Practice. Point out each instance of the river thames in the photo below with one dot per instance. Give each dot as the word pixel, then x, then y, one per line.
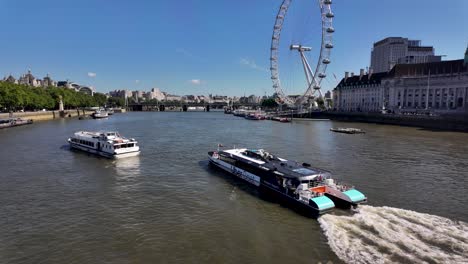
pixel 169 206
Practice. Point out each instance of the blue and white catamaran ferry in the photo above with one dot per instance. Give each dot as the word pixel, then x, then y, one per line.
pixel 108 144
pixel 308 189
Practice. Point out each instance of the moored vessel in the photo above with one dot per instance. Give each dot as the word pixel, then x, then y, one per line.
pixel 348 130
pixel 100 114
pixel 108 144
pixel 12 122
pixel 308 189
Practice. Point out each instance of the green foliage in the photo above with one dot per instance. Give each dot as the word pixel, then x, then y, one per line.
pixel 16 97
pixel 269 103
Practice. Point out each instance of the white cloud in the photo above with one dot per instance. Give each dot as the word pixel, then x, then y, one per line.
pixel 196 81
pixel 251 64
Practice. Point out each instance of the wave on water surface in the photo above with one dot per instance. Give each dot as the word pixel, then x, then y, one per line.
pixel 392 235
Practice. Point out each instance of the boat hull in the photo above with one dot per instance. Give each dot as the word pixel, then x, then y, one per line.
pixel 312 209
pixel 104 154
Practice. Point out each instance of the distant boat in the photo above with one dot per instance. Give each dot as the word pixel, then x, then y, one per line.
pixel 255 116
pixel 107 144
pixel 348 130
pixel 281 119
pixel 99 114
pixel 12 122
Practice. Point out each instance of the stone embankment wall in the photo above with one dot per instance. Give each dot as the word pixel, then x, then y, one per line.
pixel 47 115
pixel 451 123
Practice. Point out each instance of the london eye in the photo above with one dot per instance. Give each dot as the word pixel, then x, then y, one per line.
pixel 302 36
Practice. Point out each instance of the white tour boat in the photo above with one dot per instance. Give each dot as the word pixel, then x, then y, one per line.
pixel 108 144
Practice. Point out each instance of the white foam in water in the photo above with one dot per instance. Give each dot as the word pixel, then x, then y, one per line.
pixel 391 235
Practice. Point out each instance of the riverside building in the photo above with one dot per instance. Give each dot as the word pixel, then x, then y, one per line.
pixel 436 87
pixel 390 51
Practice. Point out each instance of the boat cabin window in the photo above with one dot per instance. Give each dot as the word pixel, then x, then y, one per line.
pixel 129 145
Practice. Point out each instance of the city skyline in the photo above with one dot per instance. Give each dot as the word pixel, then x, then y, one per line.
pixel 204 48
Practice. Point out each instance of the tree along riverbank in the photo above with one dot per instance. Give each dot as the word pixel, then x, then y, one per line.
pixel 47 115
pixel 14 97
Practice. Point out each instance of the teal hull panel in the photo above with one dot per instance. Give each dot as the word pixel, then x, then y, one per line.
pixel 323 202
pixel 355 195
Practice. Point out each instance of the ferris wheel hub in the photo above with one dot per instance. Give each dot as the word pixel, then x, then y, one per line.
pixel 299 47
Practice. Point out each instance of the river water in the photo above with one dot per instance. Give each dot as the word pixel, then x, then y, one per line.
pixel 169 206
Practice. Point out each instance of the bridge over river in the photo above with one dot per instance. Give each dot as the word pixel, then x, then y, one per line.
pixel 184 106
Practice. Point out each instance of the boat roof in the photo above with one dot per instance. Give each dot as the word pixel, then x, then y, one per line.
pixel 281 167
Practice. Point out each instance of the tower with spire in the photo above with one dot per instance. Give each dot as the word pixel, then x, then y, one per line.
pixel 465 62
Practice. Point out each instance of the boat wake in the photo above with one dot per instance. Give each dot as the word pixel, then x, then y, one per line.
pixel 386 235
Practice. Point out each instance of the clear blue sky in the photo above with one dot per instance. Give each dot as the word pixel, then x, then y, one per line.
pixel 222 45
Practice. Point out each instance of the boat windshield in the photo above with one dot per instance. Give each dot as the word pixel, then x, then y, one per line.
pixel 304 171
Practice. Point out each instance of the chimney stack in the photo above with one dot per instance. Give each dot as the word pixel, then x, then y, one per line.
pixel 361 73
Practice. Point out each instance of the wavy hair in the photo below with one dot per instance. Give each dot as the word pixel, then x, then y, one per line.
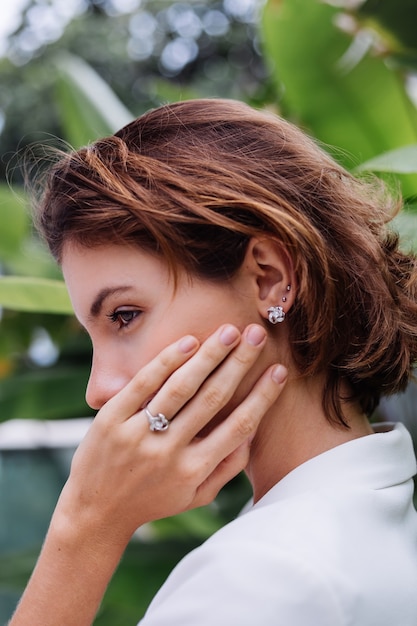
pixel 194 181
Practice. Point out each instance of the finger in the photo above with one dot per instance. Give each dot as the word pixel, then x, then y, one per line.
pixel 184 383
pixel 218 388
pixel 242 423
pixel 149 379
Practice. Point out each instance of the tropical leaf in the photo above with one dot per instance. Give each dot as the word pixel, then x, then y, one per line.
pixel 361 107
pixel 89 108
pixel 34 294
pixel 14 221
pixel 399 161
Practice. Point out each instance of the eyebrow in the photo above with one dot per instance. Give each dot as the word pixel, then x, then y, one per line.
pixel 102 296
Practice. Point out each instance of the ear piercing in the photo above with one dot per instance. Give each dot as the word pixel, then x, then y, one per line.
pixel 276 314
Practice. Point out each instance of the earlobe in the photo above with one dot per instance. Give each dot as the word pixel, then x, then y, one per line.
pixel 275 277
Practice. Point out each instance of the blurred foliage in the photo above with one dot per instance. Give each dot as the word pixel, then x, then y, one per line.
pixel 342 70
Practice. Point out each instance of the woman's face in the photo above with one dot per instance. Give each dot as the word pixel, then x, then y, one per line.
pixel 126 301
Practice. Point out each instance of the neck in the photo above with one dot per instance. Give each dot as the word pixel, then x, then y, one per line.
pixel 295 430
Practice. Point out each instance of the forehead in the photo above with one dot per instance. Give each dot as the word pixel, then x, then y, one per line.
pixel 88 271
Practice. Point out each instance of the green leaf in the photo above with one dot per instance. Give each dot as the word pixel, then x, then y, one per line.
pixel 405 223
pixel 89 107
pixel 395 19
pixel 362 108
pixel 14 221
pixel 34 294
pixel 49 393
pixel 399 161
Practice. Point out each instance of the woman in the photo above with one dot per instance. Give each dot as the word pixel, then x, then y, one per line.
pixel 247 309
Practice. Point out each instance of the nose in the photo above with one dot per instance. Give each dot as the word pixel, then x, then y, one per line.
pixel 106 380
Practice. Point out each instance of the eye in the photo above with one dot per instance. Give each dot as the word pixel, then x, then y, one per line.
pixel 123 317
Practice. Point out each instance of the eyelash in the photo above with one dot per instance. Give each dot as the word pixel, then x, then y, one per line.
pixel 116 317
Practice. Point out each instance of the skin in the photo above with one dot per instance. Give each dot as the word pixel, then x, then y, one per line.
pixel 205 356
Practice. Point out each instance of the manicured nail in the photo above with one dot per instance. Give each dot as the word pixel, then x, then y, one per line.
pixel 188 344
pixel 279 374
pixel 228 335
pixel 255 335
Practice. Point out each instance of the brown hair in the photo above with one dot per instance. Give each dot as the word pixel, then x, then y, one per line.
pixel 193 181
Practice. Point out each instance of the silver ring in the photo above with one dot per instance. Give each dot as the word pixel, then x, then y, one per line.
pixel 156 422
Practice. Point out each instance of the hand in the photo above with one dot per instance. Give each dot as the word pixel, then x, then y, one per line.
pixel 124 475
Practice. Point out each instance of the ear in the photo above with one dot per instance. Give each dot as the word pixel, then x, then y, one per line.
pixel 272 267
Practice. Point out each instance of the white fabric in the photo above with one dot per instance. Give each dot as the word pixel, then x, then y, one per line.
pixel 332 544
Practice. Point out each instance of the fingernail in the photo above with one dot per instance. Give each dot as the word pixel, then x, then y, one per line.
pixel 279 374
pixel 255 335
pixel 228 335
pixel 188 344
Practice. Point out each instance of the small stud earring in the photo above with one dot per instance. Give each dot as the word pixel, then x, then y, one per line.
pixel 276 314
pixel 284 298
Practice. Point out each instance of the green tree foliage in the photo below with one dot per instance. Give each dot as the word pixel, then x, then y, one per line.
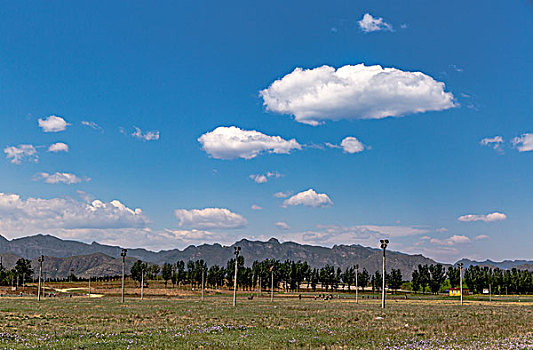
pixel 395 279
pixel 438 275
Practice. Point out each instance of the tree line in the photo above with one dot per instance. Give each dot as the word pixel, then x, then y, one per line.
pixel 288 275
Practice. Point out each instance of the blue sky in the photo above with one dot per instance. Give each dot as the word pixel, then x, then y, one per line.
pixel 412 89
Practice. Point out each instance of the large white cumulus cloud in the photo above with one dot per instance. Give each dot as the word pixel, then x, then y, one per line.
pixel 33 215
pixel 233 142
pixel 210 218
pixel 309 198
pixel 315 95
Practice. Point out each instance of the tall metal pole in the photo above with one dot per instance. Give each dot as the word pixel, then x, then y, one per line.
pixel 356 284
pixel 237 249
pixel 272 284
pixel 142 284
pixel 41 258
pixel 384 243
pixel 461 280
pixel 203 282
pixel 123 254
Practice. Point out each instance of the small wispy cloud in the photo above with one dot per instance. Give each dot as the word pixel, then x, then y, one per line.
pixel 146 136
pixel 92 125
pixel 523 143
pixel 66 178
pixel 495 143
pixel 17 154
pixel 263 178
pixel 53 123
pixel 58 147
pixel 370 23
pixel 480 217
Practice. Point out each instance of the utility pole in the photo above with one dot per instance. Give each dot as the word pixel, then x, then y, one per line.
pixel 41 259
pixel 461 280
pixel 356 284
pixel 272 283
pixel 142 283
pixel 384 243
pixel 237 250
pixel 123 255
pixel 203 281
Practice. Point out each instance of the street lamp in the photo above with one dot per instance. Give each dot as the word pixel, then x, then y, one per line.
pixel 271 283
pixel 384 243
pixel 41 259
pixel 356 284
pixel 461 280
pixel 123 255
pixel 237 250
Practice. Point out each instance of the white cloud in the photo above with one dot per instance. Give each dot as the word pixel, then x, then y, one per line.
pixel 494 142
pixel 260 179
pixel 486 218
pixel 373 24
pixel 524 143
pixel 352 145
pixel 263 178
pixel 282 225
pixel 282 194
pixel 190 235
pixel 210 218
pixel 308 198
pixel 52 124
pixel 66 178
pixel 453 240
pixel 369 235
pixel 64 215
pixel 58 147
pixel 313 96
pixel 146 136
pixel 349 144
pixel 233 142
pixel 92 125
pixel 21 152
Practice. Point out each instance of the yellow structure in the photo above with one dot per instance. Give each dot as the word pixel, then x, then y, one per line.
pixel 455 292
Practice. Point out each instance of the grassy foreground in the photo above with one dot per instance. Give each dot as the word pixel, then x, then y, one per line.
pixel 187 323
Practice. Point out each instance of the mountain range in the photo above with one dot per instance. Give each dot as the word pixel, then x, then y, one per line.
pixel 67 256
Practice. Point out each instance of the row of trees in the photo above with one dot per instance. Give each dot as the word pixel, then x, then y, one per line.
pixel 288 274
pixel 22 272
pixel 475 278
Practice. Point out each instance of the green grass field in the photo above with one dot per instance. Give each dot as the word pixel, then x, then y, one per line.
pixel 188 323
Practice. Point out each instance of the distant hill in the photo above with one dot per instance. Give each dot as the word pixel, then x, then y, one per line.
pixel 100 259
pixel 94 265
pixel 504 265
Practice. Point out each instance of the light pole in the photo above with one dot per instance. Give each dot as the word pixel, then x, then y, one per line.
pixel 203 281
pixel 384 243
pixel 123 255
pixel 237 250
pixel 272 283
pixel 461 280
pixel 142 283
pixel 356 284
pixel 41 259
------------------------------
**Task details**
Please retype, exactly as written, every line from the line containing "Practice. Point out each instance of the grassy" through the last line of the records above, including both of those lines, and nothing else.

**Written answer**
Practice. Point out each instance of the grassy foreground in the photo above with one dot per instance. Give each dot as the word pixel, then x, then y, one per line.
pixel 187 323
Practice. Point out each instance of the mountain range in the photo above with one dot per instance. Give each dot as the word pixel, then x, then y, one per line.
pixel 67 256
Practice. Point out each instance of the row of trees in the photo above with one dot per instance. Give each dot as the word pixel, then x, then y, one per line.
pixel 288 274
pixel 22 272
pixel 475 278
Practice. Point out each instance of the green grass field in the photo above with one dot per instance. Give each dot as the word pixel, then x, then y, one per line.
pixel 188 323
Practice. Point out each instance of the distant hill in the photo above with one dot per instance. Give each dot as the word pixel, then x, then y, one per line.
pixel 100 259
pixel 94 265
pixel 504 265
Practice. Point out each instance of the light pole in the photo above with one dot per instance. Give each dot as the word pixel, then x, then y, one per line.
pixel 203 281
pixel 384 243
pixel 123 255
pixel 237 250
pixel 272 283
pixel 461 280
pixel 142 283
pixel 356 284
pixel 41 259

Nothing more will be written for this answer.